Please read the snowstorm account below and mark each statement yes or no depending on whether it agrees with the text, quoting the words that decide it. 1. They ate breakfast while they were out. 2. The drive back to Manchester takes about 12 minutes. 3. The winter storm warning lasts until noon tomorrow.

EXCERPT TO READ:
━━━━

We went out to Westminster this morning at around 8:30 because we had a couple of things that we needed pre-storm. We had four quick stops and then planned to get breakfast while we were out. When we pulled into Goodwill to drop off a bag of donations, it was snowing lightly. Three minutes later, it was starting to stick to the road. We decided to skip breakfast, and it's a good thing we did, because by the time we were back to Manchester (about a 12-minute drive), the roads were coated in snow, and it was difficult to get up the hill to our street.

The storm is supposed to continue tonight, with sleet and freezing rain; since the winter storm warning is in effect until 10 AM tomorrow, I think it's very likely we won't have school tomorrow. In fact, my cousin (also a teacher in this family of pedagogues!) just posted to Facebook that her district just closed. Bobby's dream is that 1) schools will be closed tomorrow, 2) Liberty will be open, and 3) we will be able to get out by late morning/early afternoon so that he can go snowboarding. He's been up there several times so far, but only for work or for training.

━━━━

SUPPLIED DATA:

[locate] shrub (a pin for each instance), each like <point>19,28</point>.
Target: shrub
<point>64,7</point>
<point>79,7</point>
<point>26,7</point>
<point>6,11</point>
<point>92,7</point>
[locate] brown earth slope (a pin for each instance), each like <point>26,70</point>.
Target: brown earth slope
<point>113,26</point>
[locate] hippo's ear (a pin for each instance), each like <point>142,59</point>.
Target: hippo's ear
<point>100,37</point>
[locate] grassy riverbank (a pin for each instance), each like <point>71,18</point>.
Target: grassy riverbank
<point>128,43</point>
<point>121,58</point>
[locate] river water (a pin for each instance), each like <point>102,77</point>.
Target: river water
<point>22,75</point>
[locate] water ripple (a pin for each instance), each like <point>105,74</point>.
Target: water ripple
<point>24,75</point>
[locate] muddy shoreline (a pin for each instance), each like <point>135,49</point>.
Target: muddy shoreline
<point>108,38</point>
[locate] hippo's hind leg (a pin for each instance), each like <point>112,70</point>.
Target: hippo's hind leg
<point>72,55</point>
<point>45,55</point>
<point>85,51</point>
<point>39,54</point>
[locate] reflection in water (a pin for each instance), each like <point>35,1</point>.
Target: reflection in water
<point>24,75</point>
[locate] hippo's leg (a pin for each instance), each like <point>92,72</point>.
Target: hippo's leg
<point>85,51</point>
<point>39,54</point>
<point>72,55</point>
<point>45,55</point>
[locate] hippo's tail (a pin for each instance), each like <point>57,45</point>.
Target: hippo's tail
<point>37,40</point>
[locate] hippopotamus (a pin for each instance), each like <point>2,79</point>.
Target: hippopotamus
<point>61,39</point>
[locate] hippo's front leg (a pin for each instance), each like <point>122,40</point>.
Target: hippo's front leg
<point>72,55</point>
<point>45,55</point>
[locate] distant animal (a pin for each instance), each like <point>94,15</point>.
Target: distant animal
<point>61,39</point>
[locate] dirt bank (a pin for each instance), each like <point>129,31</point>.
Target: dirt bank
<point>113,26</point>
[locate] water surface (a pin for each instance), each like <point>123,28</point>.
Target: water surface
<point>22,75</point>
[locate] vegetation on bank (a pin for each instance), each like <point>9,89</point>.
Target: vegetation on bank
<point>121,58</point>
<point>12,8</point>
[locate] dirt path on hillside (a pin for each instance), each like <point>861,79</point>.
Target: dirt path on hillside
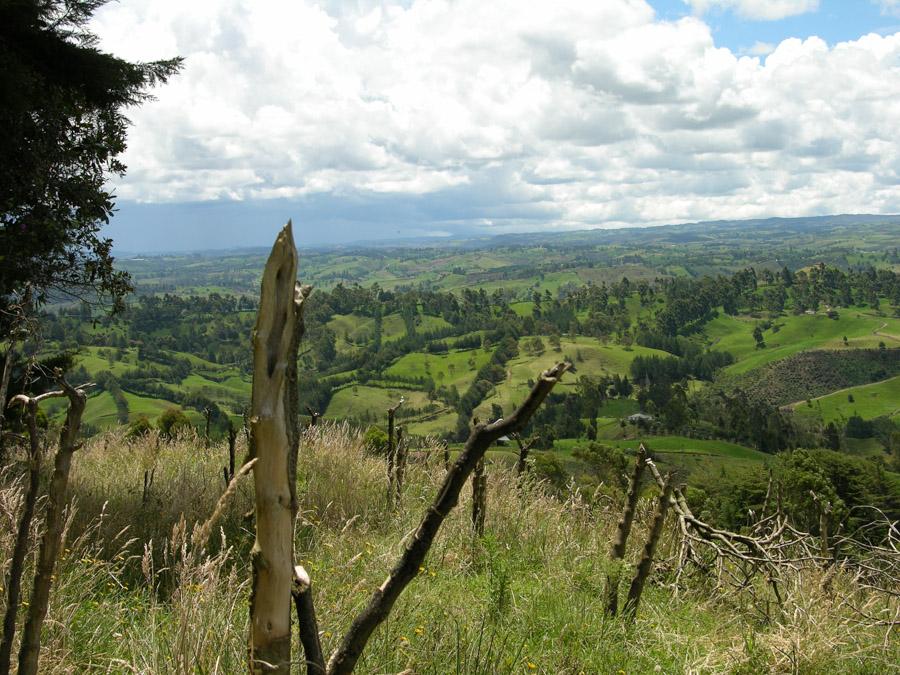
<point>878,332</point>
<point>792,406</point>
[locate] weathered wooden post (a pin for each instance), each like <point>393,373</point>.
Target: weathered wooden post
<point>617,554</point>
<point>646,563</point>
<point>522,460</point>
<point>207,413</point>
<point>232,445</point>
<point>346,656</point>
<point>479,498</point>
<point>400,465</point>
<point>391,454</point>
<point>17,563</point>
<point>29,650</point>
<point>313,416</point>
<point>274,441</point>
<point>4,387</point>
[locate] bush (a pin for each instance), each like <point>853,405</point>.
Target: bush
<point>171,422</point>
<point>138,429</point>
<point>375,440</point>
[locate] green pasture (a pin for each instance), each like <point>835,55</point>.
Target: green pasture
<point>796,334</point>
<point>360,400</point>
<point>589,357</point>
<point>100,410</point>
<point>457,367</point>
<point>869,401</point>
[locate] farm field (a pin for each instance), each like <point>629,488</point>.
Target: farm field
<point>588,355</point>
<point>869,401</point>
<point>796,333</point>
<point>455,368</point>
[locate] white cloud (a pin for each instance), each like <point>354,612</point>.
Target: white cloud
<point>569,114</point>
<point>891,7</point>
<point>761,49</point>
<point>759,10</point>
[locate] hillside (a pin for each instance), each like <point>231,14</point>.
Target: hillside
<point>528,597</point>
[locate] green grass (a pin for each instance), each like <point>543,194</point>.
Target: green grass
<point>100,411</point>
<point>672,445</point>
<point>869,401</point>
<point>796,334</point>
<point>360,400</point>
<point>457,367</point>
<point>596,359</point>
<point>528,597</point>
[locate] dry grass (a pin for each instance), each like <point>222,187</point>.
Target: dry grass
<point>134,594</point>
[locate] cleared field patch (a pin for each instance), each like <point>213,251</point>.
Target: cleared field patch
<point>97,359</point>
<point>434,426</point>
<point>360,401</point>
<point>795,334</point>
<point>456,367</point>
<point>101,412</point>
<point>671,445</point>
<point>588,355</point>
<point>868,401</point>
<point>351,329</point>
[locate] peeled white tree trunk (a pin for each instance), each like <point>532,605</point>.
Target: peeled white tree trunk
<point>274,438</point>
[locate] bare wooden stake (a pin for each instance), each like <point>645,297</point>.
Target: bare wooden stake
<point>646,562</point>
<point>306,620</point>
<point>479,498</point>
<point>400,465</point>
<point>29,651</point>
<point>313,416</point>
<point>392,451</point>
<point>345,657</point>
<point>17,563</point>
<point>232,446</point>
<point>148,483</point>
<point>274,438</point>
<point>4,387</point>
<point>524,447</point>
<point>620,543</point>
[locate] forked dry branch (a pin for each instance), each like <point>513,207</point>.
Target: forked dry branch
<point>345,657</point>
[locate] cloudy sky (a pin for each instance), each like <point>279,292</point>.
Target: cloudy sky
<point>366,120</point>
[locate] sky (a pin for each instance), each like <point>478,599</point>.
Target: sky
<point>365,120</point>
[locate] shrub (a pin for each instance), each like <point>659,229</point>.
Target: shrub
<point>172,421</point>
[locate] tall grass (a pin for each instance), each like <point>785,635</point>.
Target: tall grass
<point>134,594</point>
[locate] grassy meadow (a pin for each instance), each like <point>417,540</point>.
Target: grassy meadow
<point>136,592</point>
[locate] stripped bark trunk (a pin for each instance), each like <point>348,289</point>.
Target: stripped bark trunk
<point>617,554</point>
<point>646,563</point>
<point>479,498</point>
<point>306,620</point>
<point>345,657</point>
<point>29,651</point>
<point>274,438</point>
<point>17,564</point>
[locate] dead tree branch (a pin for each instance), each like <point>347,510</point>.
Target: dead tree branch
<point>274,439</point>
<point>29,650</point>
<point>617,554</point>
<point>646,562</point>
<point>344,659</point>
<point>306,620</point>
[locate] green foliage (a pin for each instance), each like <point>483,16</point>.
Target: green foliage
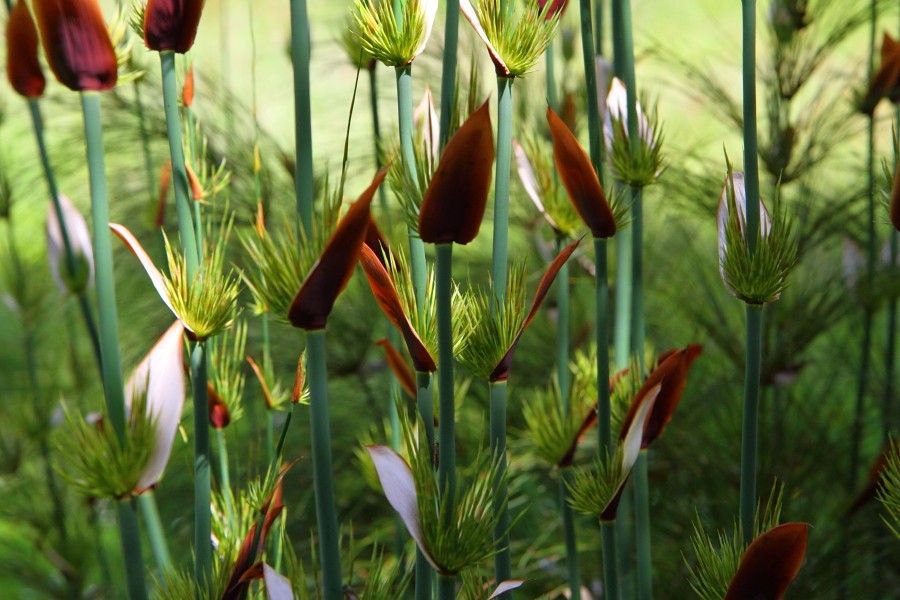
<point>383,37</point>
<point>96,463</point>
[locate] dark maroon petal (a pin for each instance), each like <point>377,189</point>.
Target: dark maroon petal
<point>329,276</point>
<point>389,301</point>
<point>171,24</point>
<point>770,563</point>
<point>580,179</point>
<point>501,372</point>
<point>77,44</point>
<point>398,367</point>
<point>22,65</point>
<point>454,203</point>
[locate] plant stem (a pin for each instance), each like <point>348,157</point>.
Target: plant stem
<point>113,385</point>
<point>202,483</point>
<point>405,118</point>
<point>447,444</point>
<point>448,71</point>
<point>179,173</point>
<point>300,50</point>
<point>155,531</point>
<point>320,425</point>
<point>501,189</point>
<point>750,420</point>
<point>502,562</point>
<point>573,567</point>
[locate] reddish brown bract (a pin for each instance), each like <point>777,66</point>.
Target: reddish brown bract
<point>77,44</point>
<point>454,203</point>
<point>580,179</point>
<point>22,66</point>
<point>770,563</point>
<point>171,24</point>
<point>329,276</point>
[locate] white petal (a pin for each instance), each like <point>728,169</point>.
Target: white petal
<point>506,586</point>
<point>631,445</point>
<point>429,8</point>
<point>472,17</point>
<point>79,240</point>
<point>278,587</point>
<point>161,376</point>
<point>397,481</point>
<point>156,277</point>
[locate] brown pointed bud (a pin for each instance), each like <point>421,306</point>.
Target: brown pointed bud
<point>671,372</point>
<point>580,179</point>
<point>770,563</point>
<point>389,301</point>
<point>501,372</point>
<point>398,367</point>
<point>187,92</point>
<point>171,24</point>
<point>454,203</point>
<point>219,415</point>
<point>22,65</point>
<point>76,44</point>
<point>329,276</point>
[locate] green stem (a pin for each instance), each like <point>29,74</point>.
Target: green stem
<point>405,118</point>
<point>113,384</point>
<point>130,536</point>
<point>571,539</point>
<point>448,72</point>
<point>502,561</point>
<point>501,189</point>
<point>750,420</point>
<point>155,531</point>
<point>179,173</point>
<point>300,50</point>
<point>202,482</point>
<point>320,425</point>
<point>447,445</point>
<point>642,527</point>
<point>225,477</point>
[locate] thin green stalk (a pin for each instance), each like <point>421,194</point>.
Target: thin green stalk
<point>179,173</point>
<point>501,189</point>
<point>300,49</point>
<point>750,420</point>
<point>447,445</point>
<point>320,425</point>
<point>448,70</point>
<point>155,531</point>
<point>502,561</point>
<point>130,536</point>
<point>573,567</point>
<point>202,479</point>
<point>405,118</point>
<point>225,476</point>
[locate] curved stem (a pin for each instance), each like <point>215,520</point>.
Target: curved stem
<point>179,173</point>
<point>320,425</point>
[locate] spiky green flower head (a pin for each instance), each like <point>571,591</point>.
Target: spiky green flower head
<point>516,33</point>
<point>394,38</point>
<point>640,163</point>
<point>757,275</point>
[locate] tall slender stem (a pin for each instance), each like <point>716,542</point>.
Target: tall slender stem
<point>179,172</point>
<point>501,189</point>
<point>448,69</point>
<point>202,479</point>
<point>300,53</point>
<point>502,562</point>
<point>113,384</point>
<point>750,420</point>
<point>320,425</point>
<point>447,444</point>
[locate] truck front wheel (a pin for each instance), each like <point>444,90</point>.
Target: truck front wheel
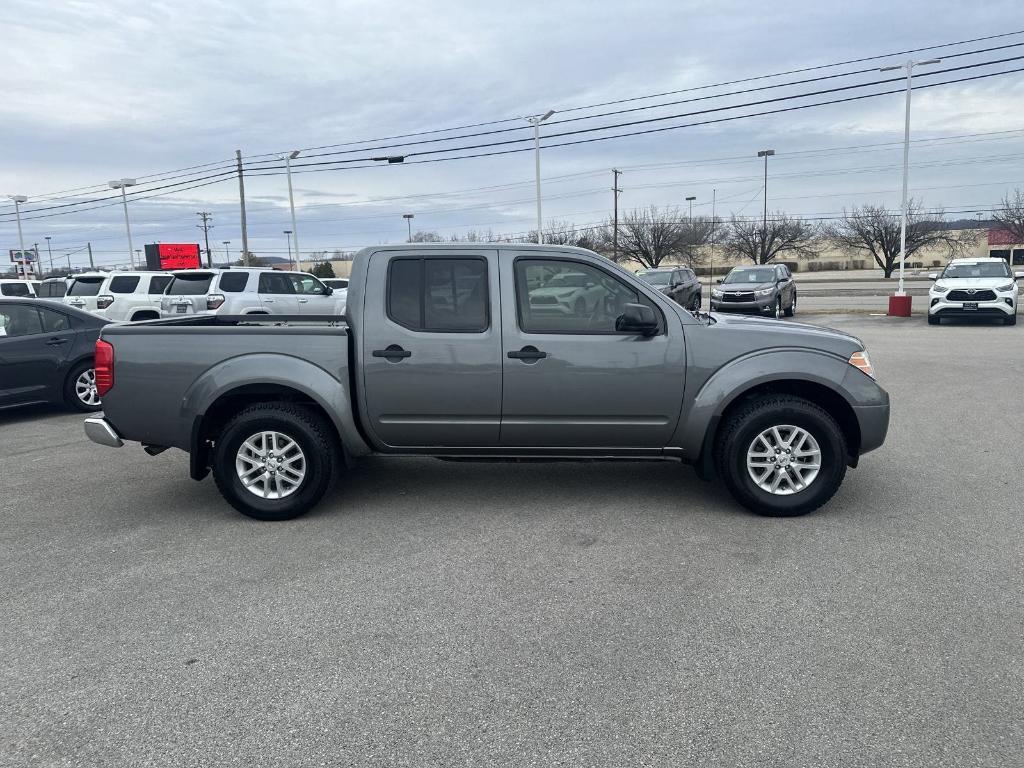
<point>781,456</point>
<point>274,461</point>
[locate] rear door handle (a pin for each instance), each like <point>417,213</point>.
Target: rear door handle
<point>528,353</point>
<point>392,353</point>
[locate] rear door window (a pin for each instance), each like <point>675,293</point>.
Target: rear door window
<point>190,285</point>
<point>124,284</point>
<point>233,282</point>
<point>160,282</point>
<point>85,287</point>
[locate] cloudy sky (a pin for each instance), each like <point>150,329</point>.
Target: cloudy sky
<point>167,91</point>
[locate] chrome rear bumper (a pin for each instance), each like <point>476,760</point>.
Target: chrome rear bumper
<point>97,430</point>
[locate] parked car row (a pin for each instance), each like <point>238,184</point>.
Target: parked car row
<point>133,296</point>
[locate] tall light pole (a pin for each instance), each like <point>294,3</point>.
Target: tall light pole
<point>291,199</point>
<point>18,199</point>
<point>906,161</point>
<point>536,122</point>
<point>123,184</point>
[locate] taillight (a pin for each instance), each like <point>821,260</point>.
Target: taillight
<point>103,366</point>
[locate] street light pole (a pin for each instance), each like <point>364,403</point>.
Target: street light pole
<point>123,184</point>
<point>536,122</point>
<point>20,239</point>
<point>906,160</point>
<point>291,200</point>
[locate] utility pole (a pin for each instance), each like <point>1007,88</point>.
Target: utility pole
<point>242,202</point>
<point>206,226</point>
<point>614,226</point>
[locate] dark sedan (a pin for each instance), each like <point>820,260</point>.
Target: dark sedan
<point>46,351</point>
<point>678,283</point>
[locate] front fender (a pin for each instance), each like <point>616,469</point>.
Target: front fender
<point>745,373</point>
<point>328,391</point>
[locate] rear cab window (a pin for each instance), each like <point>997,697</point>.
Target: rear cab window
<point>233,282</point>
<point>85,287</point>
<point>124,284</point>
<point>190,284</point>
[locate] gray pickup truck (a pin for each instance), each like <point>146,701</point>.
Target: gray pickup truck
<point>492,352</point>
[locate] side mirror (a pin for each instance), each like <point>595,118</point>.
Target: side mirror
<point>637,318</point>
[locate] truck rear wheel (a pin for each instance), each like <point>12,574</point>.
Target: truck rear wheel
<point>781,456</point>
<point>274,461</point>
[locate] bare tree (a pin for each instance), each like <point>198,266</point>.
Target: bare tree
<point>876,230</point>
<point>1010,215</point>
<point>784,235</point>
<point>649,236</point>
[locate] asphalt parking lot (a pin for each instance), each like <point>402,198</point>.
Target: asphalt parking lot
<point>436,613</point>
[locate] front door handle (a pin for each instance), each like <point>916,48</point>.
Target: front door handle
<point>392,353</point>
<point>528,353</point>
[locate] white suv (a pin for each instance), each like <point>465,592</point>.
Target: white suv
<point>973,288</point>
<point>119,295</point>
<point>248,291</point>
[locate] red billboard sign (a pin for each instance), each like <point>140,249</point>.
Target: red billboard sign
<point>172,256</point>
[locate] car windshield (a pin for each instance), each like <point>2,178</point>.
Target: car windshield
<point>85,287</point>
<point>750,275</point>
<point>978,269</point>
<point>655,279</point>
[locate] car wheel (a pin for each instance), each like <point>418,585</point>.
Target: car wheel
<point>274,461</point>
<point>781,456</point>
<point>80,388</point>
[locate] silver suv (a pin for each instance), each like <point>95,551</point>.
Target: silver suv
<point>248,291</point>
<point>118,296</point>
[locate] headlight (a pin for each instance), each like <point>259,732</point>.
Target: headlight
<point>860,360</point>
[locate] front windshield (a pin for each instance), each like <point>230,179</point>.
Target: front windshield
<point>655,279</point>
<point>751,275</point>
<point>978,269</point>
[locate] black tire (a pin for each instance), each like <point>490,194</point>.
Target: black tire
<point>302,425</point>
<point>792,309</point>
<point>751,419</point>
<point>71,396</point>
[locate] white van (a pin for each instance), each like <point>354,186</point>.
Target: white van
<point>119,296</point>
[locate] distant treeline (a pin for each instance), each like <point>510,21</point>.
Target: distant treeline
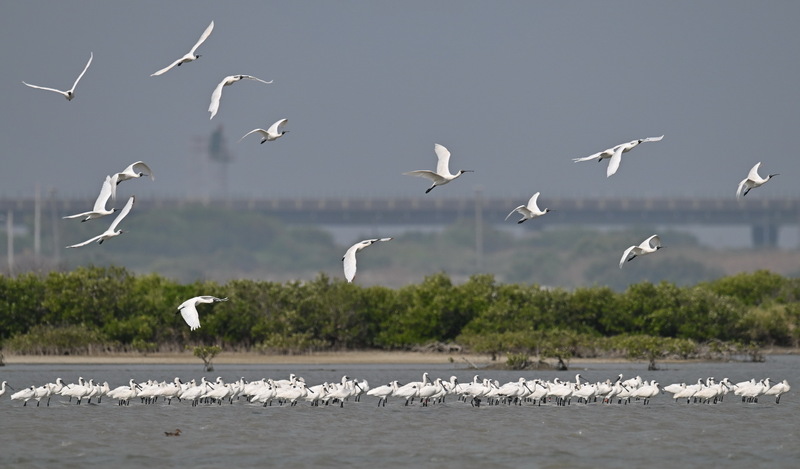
<point>91,310</point>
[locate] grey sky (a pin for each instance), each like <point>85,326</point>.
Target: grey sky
<point>513,89</point>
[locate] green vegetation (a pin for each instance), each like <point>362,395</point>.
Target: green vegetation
<point>94,309</point>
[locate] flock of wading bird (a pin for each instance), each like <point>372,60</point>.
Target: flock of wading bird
<point>439,177</point>
<point>426,392</point>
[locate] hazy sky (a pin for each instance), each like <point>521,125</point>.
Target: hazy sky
<point>515,90</point>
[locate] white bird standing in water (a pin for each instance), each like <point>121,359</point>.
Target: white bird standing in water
<point>190,56</point>
<point>442,174</point>
<point>349,259</point>
<point>615,153</point>
<point>752,181</point>
<point>648,246</point>
<point>188,309</point>
<point>133,171</point>
<point>112,230</point>
<point>227,81</point>
<point>274,132</point>
<point>529,211</point>
<point>70,93</point>
<point>99,209</point>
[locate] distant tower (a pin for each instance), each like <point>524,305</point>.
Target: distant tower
<point>219,153</point>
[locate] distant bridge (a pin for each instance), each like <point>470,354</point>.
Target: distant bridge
<point>763,215</point>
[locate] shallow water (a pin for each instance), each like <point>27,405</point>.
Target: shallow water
<point>664,433</point>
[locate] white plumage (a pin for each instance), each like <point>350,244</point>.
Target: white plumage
<point>442,174</point>
<point>99,209</point>
<point>216,96</point>
<point>112,230</point>
<point>70,93</point>
<point>349,259</point>
<point>615,153</point>
<point>531,210</point>
<point>188,309</point>
<point>190,56</point>
<point>648,246</point>
<point>133,171</point>
<point>752,181</point>
<point>274,132</point>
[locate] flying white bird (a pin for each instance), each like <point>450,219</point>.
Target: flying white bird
<point>190,56</point>
<point>112,230</point>
<point>648,246</point>
<point>349,259</point>
<point>615,153</point>
<point>133,171</point>
<point>274,132</point>
<point>70,93</point>
<point>442,175</point>
<point>229,80</point>
<point>753,180</point>
<point>99,209</point>
<point>529,211</point>
<point>188,309</point>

━━━━

TASK SOLUTION:
1. No: "We decided to skip breakfast"
2. Yes: "by the time we were back to Manchester (about a 12-minute drive)"
3. No: "the winter storm warning is in effect until 10 AM tomorrow"